*Records for this exercise*
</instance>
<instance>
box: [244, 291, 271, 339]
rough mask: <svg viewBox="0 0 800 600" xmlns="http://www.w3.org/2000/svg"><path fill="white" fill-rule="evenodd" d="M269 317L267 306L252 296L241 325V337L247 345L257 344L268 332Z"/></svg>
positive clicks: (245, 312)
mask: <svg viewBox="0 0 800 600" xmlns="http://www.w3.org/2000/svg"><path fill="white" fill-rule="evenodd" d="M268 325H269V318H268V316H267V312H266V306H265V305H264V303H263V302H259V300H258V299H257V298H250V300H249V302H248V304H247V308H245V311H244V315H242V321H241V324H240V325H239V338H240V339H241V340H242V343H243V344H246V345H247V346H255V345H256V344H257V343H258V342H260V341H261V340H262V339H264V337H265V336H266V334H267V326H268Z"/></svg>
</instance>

*What you have to do*
Quote exactly the opening line of the material above and every line after it, up to and including the line that contains "rough mask: <svg".

*Answer to this problem*
</instance>
<instance>
box: [244, 291, 271, 339]
rough mask: <svg viewBox="0 0 800 600" xmlns="http://www.w3.org/2000/svg"><path fill="white" fill-rule="evenodd" d="M269 317L267 306L252 296L241 325V337L247 345L257 344L268 332Z"/></svg>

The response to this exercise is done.